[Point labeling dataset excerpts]

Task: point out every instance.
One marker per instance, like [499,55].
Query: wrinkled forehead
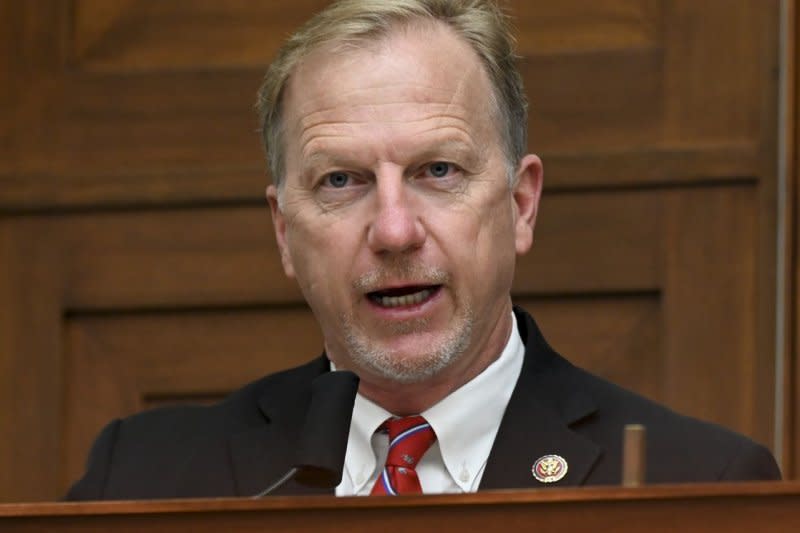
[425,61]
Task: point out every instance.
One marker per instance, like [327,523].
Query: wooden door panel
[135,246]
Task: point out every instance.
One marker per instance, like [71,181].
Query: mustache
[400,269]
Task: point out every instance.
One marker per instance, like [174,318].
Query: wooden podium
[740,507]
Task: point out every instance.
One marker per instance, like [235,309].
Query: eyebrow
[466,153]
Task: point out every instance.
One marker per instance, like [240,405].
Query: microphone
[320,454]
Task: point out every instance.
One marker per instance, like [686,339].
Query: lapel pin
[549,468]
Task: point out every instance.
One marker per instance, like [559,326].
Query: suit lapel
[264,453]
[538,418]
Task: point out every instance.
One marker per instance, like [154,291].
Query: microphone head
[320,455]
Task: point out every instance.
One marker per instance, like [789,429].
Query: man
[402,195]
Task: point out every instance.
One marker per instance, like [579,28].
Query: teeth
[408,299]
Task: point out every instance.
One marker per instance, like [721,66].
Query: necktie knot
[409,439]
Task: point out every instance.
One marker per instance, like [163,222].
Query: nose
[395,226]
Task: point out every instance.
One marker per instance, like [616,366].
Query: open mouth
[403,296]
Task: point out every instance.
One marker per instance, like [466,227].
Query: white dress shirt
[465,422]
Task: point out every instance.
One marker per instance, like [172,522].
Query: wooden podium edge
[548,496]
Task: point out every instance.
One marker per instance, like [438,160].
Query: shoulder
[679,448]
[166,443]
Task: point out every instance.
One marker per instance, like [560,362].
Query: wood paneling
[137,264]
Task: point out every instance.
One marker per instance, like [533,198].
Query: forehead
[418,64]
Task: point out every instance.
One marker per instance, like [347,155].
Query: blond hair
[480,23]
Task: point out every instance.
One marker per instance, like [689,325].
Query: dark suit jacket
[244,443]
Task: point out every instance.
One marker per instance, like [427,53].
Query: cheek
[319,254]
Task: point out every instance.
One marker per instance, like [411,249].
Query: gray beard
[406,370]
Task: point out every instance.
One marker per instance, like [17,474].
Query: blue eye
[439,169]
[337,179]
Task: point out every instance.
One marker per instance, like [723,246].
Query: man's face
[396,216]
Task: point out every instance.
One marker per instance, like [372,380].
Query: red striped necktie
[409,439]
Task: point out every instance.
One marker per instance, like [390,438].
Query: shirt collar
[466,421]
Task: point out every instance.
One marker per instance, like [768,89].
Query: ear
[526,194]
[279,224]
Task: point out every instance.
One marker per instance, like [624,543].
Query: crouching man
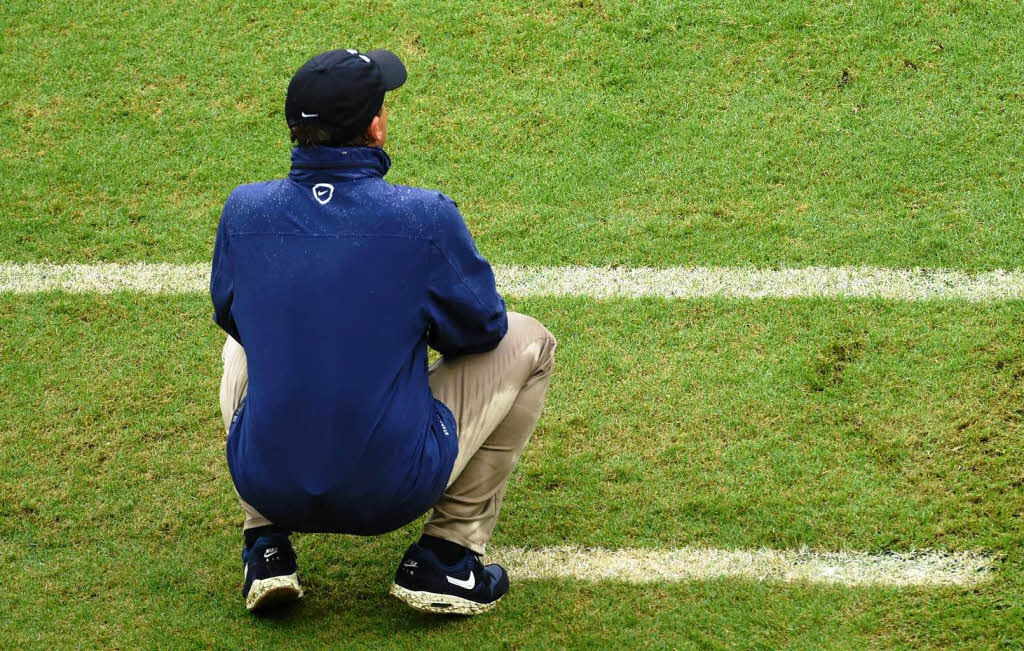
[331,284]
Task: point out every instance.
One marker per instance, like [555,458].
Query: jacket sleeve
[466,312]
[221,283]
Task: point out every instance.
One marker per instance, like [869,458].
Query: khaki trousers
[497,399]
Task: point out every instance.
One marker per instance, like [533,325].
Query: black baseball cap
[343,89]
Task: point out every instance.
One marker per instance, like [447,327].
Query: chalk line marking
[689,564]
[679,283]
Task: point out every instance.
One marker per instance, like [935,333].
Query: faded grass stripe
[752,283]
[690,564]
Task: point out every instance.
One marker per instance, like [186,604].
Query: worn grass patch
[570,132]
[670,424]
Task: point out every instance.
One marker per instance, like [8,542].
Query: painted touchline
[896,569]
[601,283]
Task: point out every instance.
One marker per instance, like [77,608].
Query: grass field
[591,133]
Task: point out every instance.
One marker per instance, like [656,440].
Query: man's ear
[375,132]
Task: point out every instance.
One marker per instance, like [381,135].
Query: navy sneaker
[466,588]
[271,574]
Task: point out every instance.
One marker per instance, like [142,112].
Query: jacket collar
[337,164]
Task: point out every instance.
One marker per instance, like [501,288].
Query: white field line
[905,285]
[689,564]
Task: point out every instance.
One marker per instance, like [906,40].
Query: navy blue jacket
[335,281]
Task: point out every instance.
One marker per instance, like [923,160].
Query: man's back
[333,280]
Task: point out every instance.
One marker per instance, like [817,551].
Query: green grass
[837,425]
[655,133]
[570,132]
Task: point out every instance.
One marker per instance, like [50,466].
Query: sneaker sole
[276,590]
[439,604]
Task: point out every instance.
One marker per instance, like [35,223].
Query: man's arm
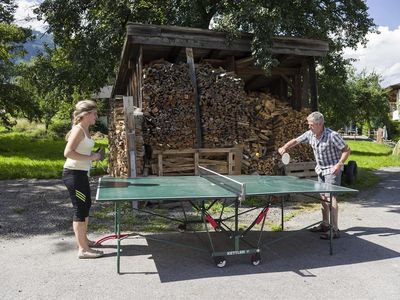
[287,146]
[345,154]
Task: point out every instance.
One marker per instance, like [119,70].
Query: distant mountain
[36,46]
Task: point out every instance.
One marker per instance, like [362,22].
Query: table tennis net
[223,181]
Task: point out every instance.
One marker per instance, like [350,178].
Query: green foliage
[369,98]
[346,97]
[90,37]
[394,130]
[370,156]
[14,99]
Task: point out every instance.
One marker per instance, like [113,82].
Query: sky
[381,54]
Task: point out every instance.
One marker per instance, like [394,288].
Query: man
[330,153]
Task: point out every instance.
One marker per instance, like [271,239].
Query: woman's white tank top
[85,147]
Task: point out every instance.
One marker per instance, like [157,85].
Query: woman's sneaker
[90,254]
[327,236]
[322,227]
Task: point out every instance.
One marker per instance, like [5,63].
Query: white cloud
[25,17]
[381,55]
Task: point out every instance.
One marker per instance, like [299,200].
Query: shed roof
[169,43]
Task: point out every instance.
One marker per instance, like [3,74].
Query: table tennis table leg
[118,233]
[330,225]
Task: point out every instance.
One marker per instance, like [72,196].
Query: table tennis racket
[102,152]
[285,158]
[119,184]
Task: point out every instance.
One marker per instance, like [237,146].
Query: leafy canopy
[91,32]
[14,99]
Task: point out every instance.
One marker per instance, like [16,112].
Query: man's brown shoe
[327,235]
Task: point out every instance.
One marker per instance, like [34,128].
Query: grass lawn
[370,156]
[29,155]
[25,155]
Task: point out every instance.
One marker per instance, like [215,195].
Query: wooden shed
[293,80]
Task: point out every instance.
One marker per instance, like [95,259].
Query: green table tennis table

# [What the task asks]
Every record above must be given again exactly; drop the pictures.

# [Reply to the task]
Task: point out every instance.
One marker per instance, like [499,55].
Query: wrinkled forehead
[425,61]
Task: point out every instance.
One marker per instance, like [327,523].
Query: wooden door panel
[135,246]
Task: point out every instance.
One marker per instance, like [71,181].
Query: mustache
[400,269]
Task: point out every instance.
One marker per instance, like [174,318].
Query: wooden podium
[740,507]
Task: point out every instance.
One marker per instance, like [235,309].
Query: eyebrow
[466,153]
Task: point out every instance.
One marker per instance, like [240,405].
Query: microphone
[320,454]
Task: point out every instance.
One marker per instance, like [686,339].
Query: lapel pin
[549,468]
Task: point out every instance.
One marker per instance, like [559,326].
Query: suit lapel
[264,453]
[538,418]
Task: point out every instance.
One marker per instance, like [154,291].
Query: microphone head
[320,455]
Task: point out every instance.
One marker per instance, like [789,429].
Query: man
[402,195]
Task: point out every instance.
One marker per instance, like [579,28].
Query: teeth
[408,299]
Task: point out every instance.
One marker per instance, like [721,66].
Query: necktie knot
[409,439]
Task: point out every instance.
One marker per instance, like [163,222].
Query: nose
[395,226]
Task: point out every instance.
One marker per instance, like [616,366].
Query: open mouth
[403,296]
Task: point out every instance.
One marker per instance, like [466,227].
Query: white dress shirt
[465,422]
Task: point out every instance.
One marker per instance, like [172,522].
Query: wooden podium edge
[548,496]
Task: point out every instance.
One marker per instance, like [438,160].
Query: shoulder
[679,448]
[166,443]
Task: point out every instance.
One marker per instance, like [560,362].
Query: wood paneling
[137,264]
Task: point out every instance.
One marker per instance, like [533,198].
Query: forehead
[418,64]
Task: point out every instance.
One marker per instance, like [347,155].
Query: blond hair
[480,23]
Task: point out every instance.
One marker per instance, like [689,325].
Query: dark suit jacket
[244,443]
Task: point out every instance.
One marker per instance, like [427,53].
Query: cheek
[319,254]
Task: point out every instance.
One marker per instance, like [411,249].
Query: gray beard
[406,370]
Task: point out every instance.
One marker per instance, like [17,474].
Query: blue eye
[439,169]
[337,179]
Task: point out every instance.
One marker per instance, like [723,246].
Query: man's face
[396,216]
Task: point out every instance.
One marker per instance, like [372,380].
Query: red striped necktie
[409,439]
Task: point out every instance.
One marker per instance, like [390,438].
Query: shirt collar
[466,421]
Task: point out every instance.
One marker per instance, like [768,89].
Query: ear
[526,194]
[279,224]
Task: point out every instance.
One marker per instance, like [624,543].
Query: crouching man
[331,284]
Task: point out every instance.
One marker per instance, like [555,458].
Query: jacket sleeve
[466,312]
[221,283]
Task: point out every instance.
One marker per instance, like [869,458].
Query: khaki trousers
[497,399]
Task: point out every instance.
One marker per instance, like [533,325].
Query: black baseball cap
[343,89]
Task: point out every instance.
One marker per instance, like [447,327].
Query: chalk line marking
[689,564]
[679,283]
Task: point out every instance.
One marker per instance, like [935,333].
Query: faded grass stripe
[752,283]
[690,564]
Task: point out every instance.
One marker per instance, like [186,604].
Query: worn grass patch
[570,132]
[670,424]
Task: point out every instance.
One marker per instance, like [8,542].
Query: painted touchline
[896,569]
[601,283]
Task: point out every instance.
One marker per instance, like [77,608].
Query: grass field
[591,133]
Task: point out every instance.
One marker per instance, like [656,440].
Query: man's ear
[375,132]
Task: point out every instance.
One marker per instance, like [381,135].
Query: navy sneaker
[466,588]
[271,574]
Task: point out every instance.
One marker per instance, like [142,112].
Query: jacket collar
[337,164]
Task: point out every instance.
One marker per instance, like [501,288].
Query: white field line
[905,285]
[689,564]
Task: point out every instance.
One marker per instance, like [906,40].
Query: navy blue jacket
[335,281]
Task: point out every instance.
One marker per instance, like [923,160].
Query: man's back
[333,280]
Task: point out every instance.
One marker per instance, like [817,551].
Query: green grass
[837,425]
[655,133]
[570,132]
Task: point out every instance.
One marker per instance, like [50,466].
Query: sneaker sole
[276,590]
[439,604]
Task: point out every instance.
One marker per instance, like [35,223].
Query: man's arm
[287,146]
[345,154]
Task: point out every instance.
One marker per instance, like [119,70].
Query: distant mountain
[36,46]
Task: point out every instance.
One marker per instance, like [362,22].
Query: table tennis net
[223,181]
Task: point out every instance.
One marker per instance, like [350,178].
Query: green foliage
[369,98]
[346,97]
[90,37]
[394,130]
[370,156]
[14,99]
Task: point out every instance.
One marker per instance, like [113,82].
Query: sky
[381,54]
Task: point out every instance.
One marker per instance, like [394,288].
Query: man
[330,153]
Task: point out every instance.
One marker per instance, like [271,239].
Query: woman's white tank top
[85,147]
Task: point out every instance.
One marker per instance, like [157,85].
Query: woman's sneaker
[90,254]
[327,236]
[322,227]
Task: point out every instance.
One marker per instance, like [5,63].
Query: white cloud
[25,17]
[381,55]
Task: point out every instance.
One marker per instance, like [299,200].
Query: shed roof
[169,43]
Task: point out every instance.
One marker per instance, like [3,74].
Query: table tennis table leg
[118,233]
[330,225]
Task: point out every instance.
One marker per instance, like [72,196].
Query: table tennis racket
[102,152]
[285,158]
[119,184]
Task: point out every instance.
One marker per instance, like [237,146].
Query: leafy canopy
[91,32]
[14,99]
Task: point out every instance.
One marker per instance, like [16,112].
Query: man's brown shoe
[327,235]
Task: point out every instance.
One marker per instance, like [34,128].
Query: grass lawn
[370,156]
[29,155]
[25,155]
Task: point out every instance.
One marker per instance, like [215,195].
Query: wooden shed
[293,80]
Task: point out every instance.
One marker per instance, like [95,259].
Query: green table tennis table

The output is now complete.